(Location identification items)
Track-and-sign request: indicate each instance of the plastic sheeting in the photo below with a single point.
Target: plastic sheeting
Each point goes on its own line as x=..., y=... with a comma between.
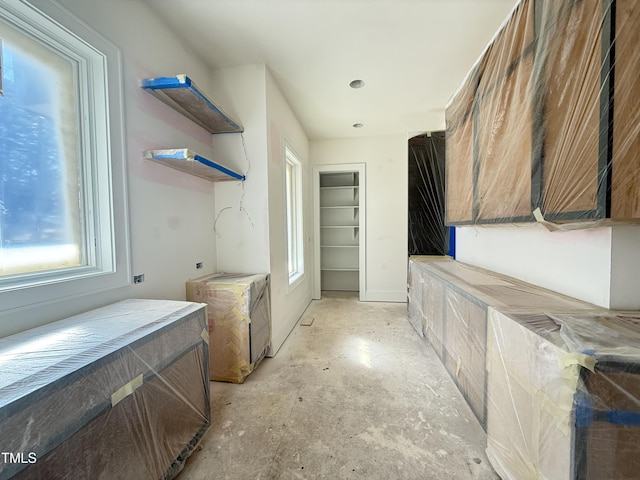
x=239, y=318
x=546, y=125
x=554, y=381
x=448, y=304
x=563, y=396
x=428, y=234
x=118, y=392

Exercise description: Rewrite the rows above with "plastic sheeting" swapped for "tarpaulin" everywhere it occurs, changing nothing else. Omit the pictures from your answer.

Task solution:
Track-and-sign request: indicate each instance of the tarpaulin in the photo below with a single point.
Target: tarpaulin
Each point goes on its own line as x=..., y=... with a comma between.
x=239, y=318
x=546, y=125
x=554, y=381
x=448, y=304
x=563, y=396
x=428, y=234
x=118, y=392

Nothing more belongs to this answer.